§ **Work to do**: Copy the line with "Where can you spot the mascot head?" and all lines following it through the last line of the entries, exactly as written.

§ **Excerpted records**:
______________________________
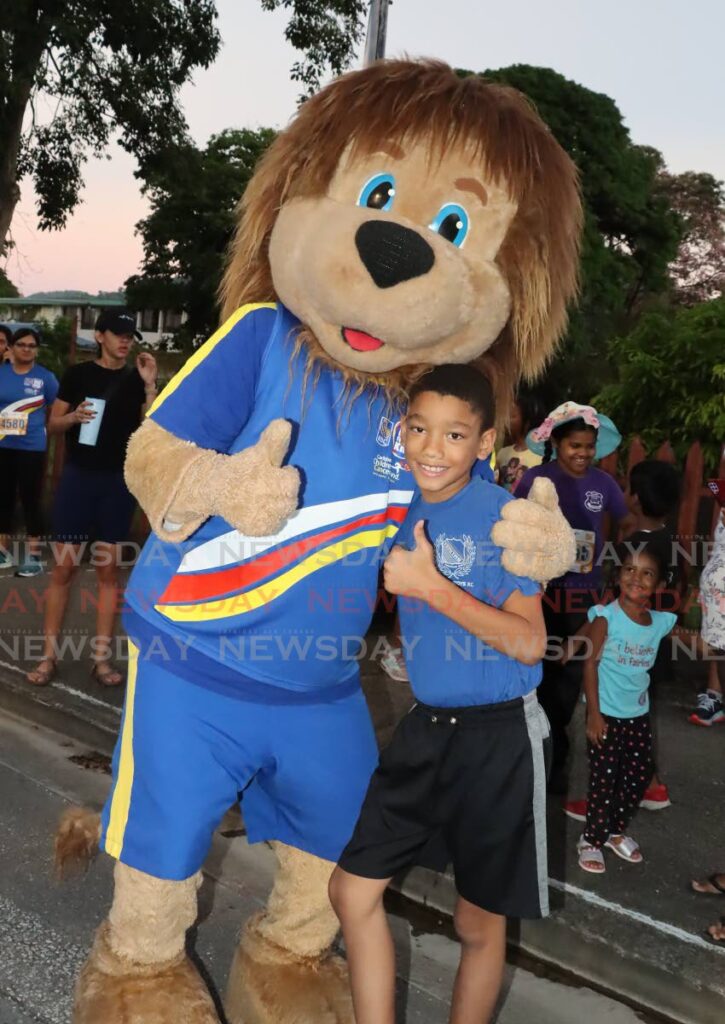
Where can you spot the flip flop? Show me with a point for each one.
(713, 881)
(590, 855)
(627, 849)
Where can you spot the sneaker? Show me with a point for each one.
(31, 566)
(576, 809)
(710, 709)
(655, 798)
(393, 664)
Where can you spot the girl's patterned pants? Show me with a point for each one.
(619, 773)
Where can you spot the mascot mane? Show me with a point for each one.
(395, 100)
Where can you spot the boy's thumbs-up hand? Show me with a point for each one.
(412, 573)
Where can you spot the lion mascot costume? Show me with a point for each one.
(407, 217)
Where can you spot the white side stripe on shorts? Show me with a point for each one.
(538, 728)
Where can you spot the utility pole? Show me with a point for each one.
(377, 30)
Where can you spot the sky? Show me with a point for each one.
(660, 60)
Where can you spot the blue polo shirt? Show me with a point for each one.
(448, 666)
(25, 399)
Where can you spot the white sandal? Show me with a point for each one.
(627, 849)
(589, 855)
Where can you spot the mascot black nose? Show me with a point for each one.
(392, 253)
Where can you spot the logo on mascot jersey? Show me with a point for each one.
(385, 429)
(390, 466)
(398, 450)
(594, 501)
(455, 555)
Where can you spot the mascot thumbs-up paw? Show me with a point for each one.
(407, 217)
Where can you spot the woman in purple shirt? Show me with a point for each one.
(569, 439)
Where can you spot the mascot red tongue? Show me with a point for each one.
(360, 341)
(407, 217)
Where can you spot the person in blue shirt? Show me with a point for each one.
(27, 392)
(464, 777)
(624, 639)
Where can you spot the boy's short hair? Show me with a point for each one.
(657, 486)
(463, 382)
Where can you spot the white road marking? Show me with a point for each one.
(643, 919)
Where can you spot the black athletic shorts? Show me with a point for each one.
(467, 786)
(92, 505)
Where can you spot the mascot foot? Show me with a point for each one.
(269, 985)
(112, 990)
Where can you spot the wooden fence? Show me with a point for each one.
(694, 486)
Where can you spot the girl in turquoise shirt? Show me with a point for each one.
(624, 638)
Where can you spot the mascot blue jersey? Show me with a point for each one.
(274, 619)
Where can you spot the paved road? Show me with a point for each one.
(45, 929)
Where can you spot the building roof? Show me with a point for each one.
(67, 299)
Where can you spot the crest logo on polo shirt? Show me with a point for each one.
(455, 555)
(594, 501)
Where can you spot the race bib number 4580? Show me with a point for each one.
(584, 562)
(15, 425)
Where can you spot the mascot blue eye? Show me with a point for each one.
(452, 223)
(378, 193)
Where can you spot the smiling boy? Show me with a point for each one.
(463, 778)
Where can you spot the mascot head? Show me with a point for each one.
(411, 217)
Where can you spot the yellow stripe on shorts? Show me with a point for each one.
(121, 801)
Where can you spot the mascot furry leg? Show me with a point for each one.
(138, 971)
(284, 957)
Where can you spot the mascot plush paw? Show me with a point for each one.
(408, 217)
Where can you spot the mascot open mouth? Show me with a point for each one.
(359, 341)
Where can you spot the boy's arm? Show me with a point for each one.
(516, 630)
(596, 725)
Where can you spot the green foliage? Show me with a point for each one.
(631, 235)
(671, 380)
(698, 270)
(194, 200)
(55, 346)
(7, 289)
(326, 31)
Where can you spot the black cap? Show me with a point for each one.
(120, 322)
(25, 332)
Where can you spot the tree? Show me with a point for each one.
______________________________
§ **Output**:
Where can you spot the mascot head? Show me with a point for each one.
(411, 217)
Where can you spot the yellow stripe on shorts? Show me with a point for each one.
(121, 801)
Where can you spot the mascot furry leg? Show me with a point for each one.
(138, 971)
(284, 957)
Where can you spot the mascot plush paw? Show me with a point for each one.
(408, 217)
Where can you spot the mascot open mouth? Show me with a point for each one.
(359, 341)
Where can you spot the boy's arm? Show me with a point for each one.
(516, 630)
(596, 725)
Where can you spot the green foliage? Show me with a point for each one.
(631, 235)
(671, 380)
(698, 270)
(194, 200)
(55, 346)
(7, 289)
(326, 31)
Where can you spot the black cap? Show me with a point for each one.
(120, 322)
(25, 332)
Where can you spot the tree? Show me with a point for each one.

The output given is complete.